▶ [Source passage]:
-------------------------
My friend works @ one, he is very smary about fish. I my self, own a Pacu, Tin foil barb, and a Oscar all in the same tank. they are doing great.


----------



## RhomZilla (Feb 12, 2003)

Did you know I was turned down for a part time job for the aquarium dept at PetSmart, and they hired a guy that used to work at Marshall's instead.


----------



## MR HARLEY (Aug 12, 2003)

RhomZilla said:


> Did you know I was turned down for a part time job for the aquarium dept at PetSmart, and they hired a guy that used to work at Marshall's instead.


















Dumbasses..Not you Rhom...


----------



## eodtec (Oct 23, 2003)

> saw one store that had 30 plus arowanas in a 10 gallon. they are mostly kids who need money or just like the looks of animals but know nothing about them.
> 
> I saw the same thing at my petsmart almost made me sick, they also told my wife they wouldnt sell us any feeder fish since they were going to Pirahnas, so I went up there instead and bought some feeders and told them it was for an oscar, they were like "oh ok, cool". wierd.


----------



## Black-Phoenix (Oct 21, 2003)

dude I put this on the sholders of the manegers...they hire the employies and don't require them to learn the proper information....and the manegers don't really have a motive too as every fish sold is a few more they will buy when that one dies......


----------



## Vampor (Feb 15, 2003)

there is also alot of good petshops to lucky me only have good stores around


----------



## crazyklown89 (Aug 28, 2003)

Nah I got to a good Petland which is the same distance but diff. direction I'm just saying that they were assholes who just wanted a sale


----------



## TANK (Nov 18, 2003)

While I agree fully to the limits of the "typical" Petsmart employee knowledge I do NOT agree that CrazyClown used the proper words to title his thread. Kind of crazy that someone would say something about someones intelligence level and use a word that makes his own intelligence CRUMBLE.


----------



## Killer (Oct 28, 2003)

Rhomzilla-same sh*t happened to me. I went in with about 10 other people for interviews, I applied for aquatics and never got a call back. When they interviewed me they asked if people were asking questions about putting what fish with what would I make my own suggestions or go by the store's suggestion? What is that supposed to be? I'm not quite sure but I of course got turned down for the job and they chose some stupid idiot over me who has no idea of what he's talking about. And when they go to interview you, you are forced to watch this dumb video about "Pet Parents" and how much Petsmart cares and all this crap... It's like why do you even bother with all this malarchy? The managers don't give a sh*t about people except for the money they are going to potentially spend. Also, when I first got into fish-keeping, if I had a question like, can I put this fish with this, the answer is always YES. No matter what I say it's always YES. Seems kind of odd huh? Can I put an Oscar with another Oscar? Sure. That's the kind of crap you can usually expect from their oh so "knowledgeable and friendly staff".
-------------------------
▶ [Data listing]:
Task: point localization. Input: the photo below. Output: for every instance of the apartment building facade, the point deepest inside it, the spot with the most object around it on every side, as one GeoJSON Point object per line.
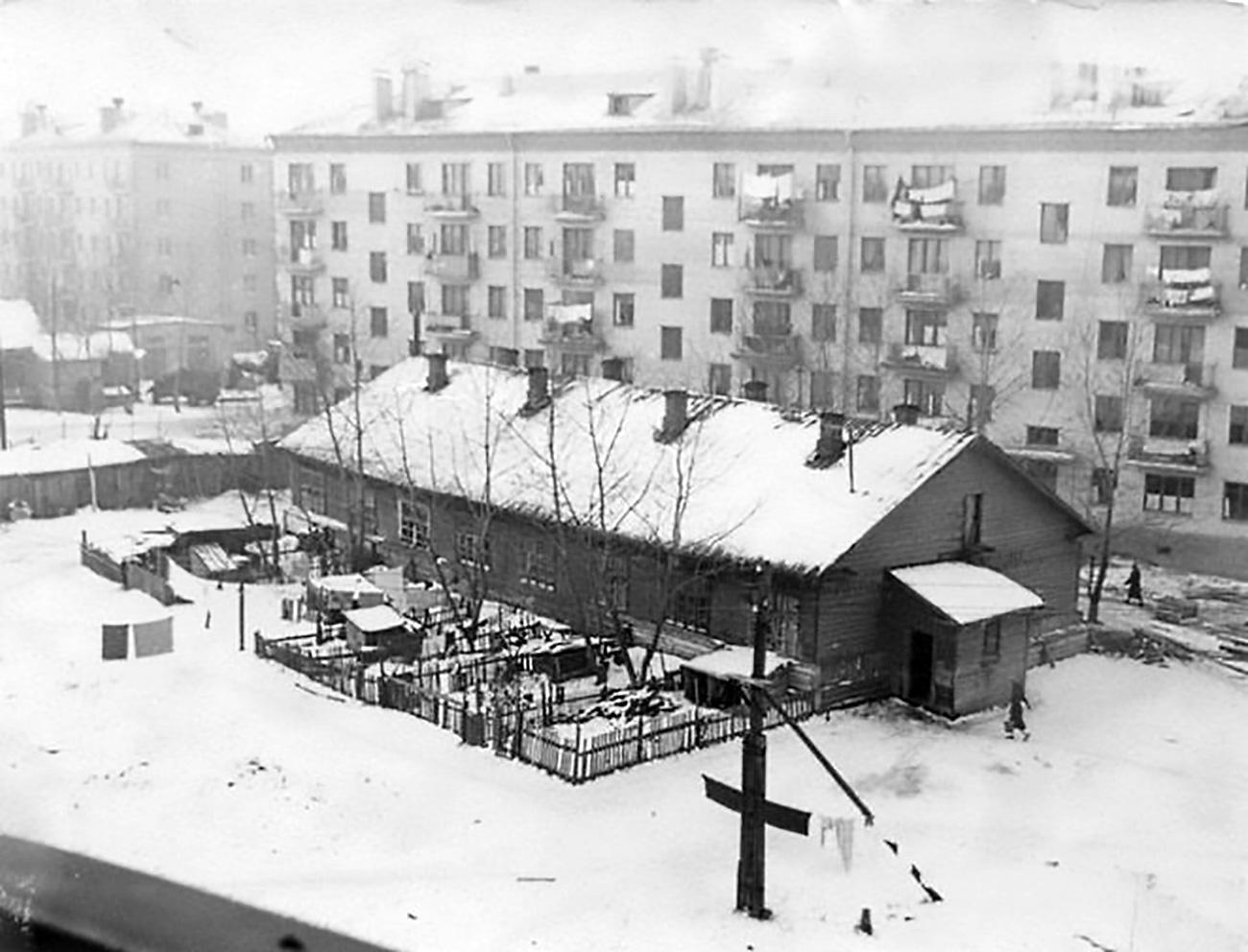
{"type": "Point", "coordinates": [138, 213]}
{"type": "Point", "coordinates": [1074, 290]}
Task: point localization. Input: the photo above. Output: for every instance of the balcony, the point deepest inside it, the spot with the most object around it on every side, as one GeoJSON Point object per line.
{"type": "Point", "coordinates": [303, 203]}
{"type": "Point", "coordinates": [932, 211]}
{"type": "Point", "coordinates": [1182, 296]}
{"type": "Point", "coordinates": [1188, 215]}
{"type": "Point", "coordinates": [453, 267]}
{"type": "Point", "coordinates": [922, 360]}
{"type": "Point", "coordinates": [450, 207]}
{"type": "Point", "coordinates": [570, 328]}
{"type": "Point", "coordinates": [936, 291]}
{"type": "Point", "coordinates": [1174, 456]}
{"type": "Point", "coordinates": [780, 282]}
{"type": "Point", "coordinates": [304, 261]}
{"type": "Point", "coordinates": [578, 208]}
{"type": "Point", "coordinates": [448, 329]}
{"type": "Point", "coordinates": [575, 273]}
{"type": "Point", "coordinates": [778, 349]}
{"type": "Point", "coordinates": [1193, 381]}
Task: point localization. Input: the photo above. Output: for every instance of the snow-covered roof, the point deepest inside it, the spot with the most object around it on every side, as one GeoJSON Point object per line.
{"type": "Point", "coordinates": [735, 661]}
{"type": "Point", "coordinates": [66, 454]}
{"type": "Point", "coordinates": [966, 593]}
{"type": "Point", "coordinates": [736, 474]}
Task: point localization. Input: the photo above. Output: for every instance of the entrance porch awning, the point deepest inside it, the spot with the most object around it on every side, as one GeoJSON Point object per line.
{"type": "Point", "coordinates": [966, 593]}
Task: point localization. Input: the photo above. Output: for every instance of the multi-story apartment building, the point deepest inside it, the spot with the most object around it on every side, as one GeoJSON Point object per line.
{"type": "Point", "coordinates": [1072, 282]}
{"type": "Point", "coordinates": [138, 213]}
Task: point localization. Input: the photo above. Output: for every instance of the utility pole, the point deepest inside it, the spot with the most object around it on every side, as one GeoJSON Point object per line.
{"type": "Point", "coordinates": [752, 860]}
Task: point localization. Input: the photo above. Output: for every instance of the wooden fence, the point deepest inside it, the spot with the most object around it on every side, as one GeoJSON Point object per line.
{"type": "Point", "coordinates": [518, 731]}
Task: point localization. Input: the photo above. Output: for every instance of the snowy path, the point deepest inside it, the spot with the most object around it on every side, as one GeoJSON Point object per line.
{"type": "Point", "coordinates": [1123, 820]}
-------------------------
▶ [Objectives]:
1. From the pet store staff thread, list the usernames of all posters whose posts appear under a dated heading.
2. In the pet store staff thread, what does Killer say interviewees were made to watch?
3. Write the next part of the pet store staff thread, picking up right after the final sentence of Killer's post.

▶ [Task answers]:
1. RhomZilla, MR HARLEY, eodtec, Black-Phoenix, Vampor, crazyklown89, TANK, Killer

2. A video about "Pet Parents" and how much Petsmart cares.

3.
----------



## crazyklown89 (Aug 28, 2003)

TANK said:


> While I agree fully to the limits of the "typical" Petsmart employee knowledge I do NOT agree that CrazyClown used the proper words to title his thread. Kind of crazy that someone would say something about someones intelligence level and use a word that makes his own intelligence CRUMBLE.


 I'm 14 I don't care if you think I'm inadvertnely belittling myself I still think they're stupid.....and judging from your reaction I'm guessing you know someone who is actually retarded......

oh and don't quote me on that with the reply "yeah, you!" it's the obvious and RETARDED joke


----------



## Dr. Giggles (Oct 18, 2003)

Yo Crazyklown

You sound like a smart 14 year old to me bro.....stay cool...


----------



## TANK (Nov 18, 2003)

I should have figured the comment was made by some punk ass kid anyways.

Just keep in mind that some day you will not be hiding behind a keyboard in mommy and daddys house little boy.


----------



## 14_blast (Oct 6, 2003)

CrazyKlown89, you should get a job at PetSmart when you turn 16.









My first job as as a teen (I had fishtanks since I was 8) was working at a Petstore in the tropicalfish department at the mall....it was awesome. I grossed out the manager by feeding "pinkies" to the oscars, redhead cichlids, and pacu. He wasn't used to seeing fish eat mammals....they were for the snakes.


----------



## mattmatt123 (Nov 13, 2003)

i know what you mean they say anything to make a sale







dumb people


----------



## crazyklown89 (Aug 28, 2003)

> I should have figured the comment was made by some punk ass kid anyways.
> 
> Just keep in mind that some day you will not be hiding behind a keyboard in mommy and daddys house little boy.


Punk ass??? Hiding behind a keyboard in mommy and daddys house??

dude youre the one making threats over the internet.............

nah 14_Blast I figure I'll get a job at petland...depends which gives me more money


----------



## TANK (Nov 18, 2003)

Punk ass, well yeah more than likelky.

Internet threats, dont think so. What I meant by that comment was that someday you are gonna slip and say somethin thats gonna get you stomped when your not hiding behind a key................

The fact is, 14 or not it wasnt necessary.


----------



## mike weslowski (Dec 5, 2003)

OK im new here so I know Im going to take heat for this but.......TANK has a valid point. Being 14 is no excuse for ignorance. At some point in your life you are bound to say something like that in front of the wrong person. Depending on who that person is you are either 1. gonna get your ass whipped or 2. feel like a complete ass yourself. Just a thought.


----------



## TANK (Nov 18, 2003)

BINGO!


----------



## Olson (Feb 15, 2003)

TANK said:


> Kind of crazy that someone would say something about someones intelligence level and use a word that makes his own intelligence CRUMBLE.





> Punk ass, well yeah more than likelky.





> I should have figured the comment was made by some punk ass kid anyways.





> Just keep in mind that some day you will not be hiding behind a keyboard in mommy and daddys house little boy.


I would be careful how you use the words "intelligence level" and "crumble"...you sound about 14 and a 1/2







BTW get back to work..the tanks need changing


----------



## Innes (Jan 13, 2003)

LOL Olson....








please refrain from making threads turn out like this guys......


----------



## Xenon (Nov 15, 2002)

TANK - please cease targeting crazyklown and flaming him. I have observed this behavior in a few threads.

This forum is meant for all ages, so in that there will be all maturity levels. No matter what maturity level is displayed, please remember to treat all members with respect. Threatening and targeting a certain member will cause your membership to expire here very fast.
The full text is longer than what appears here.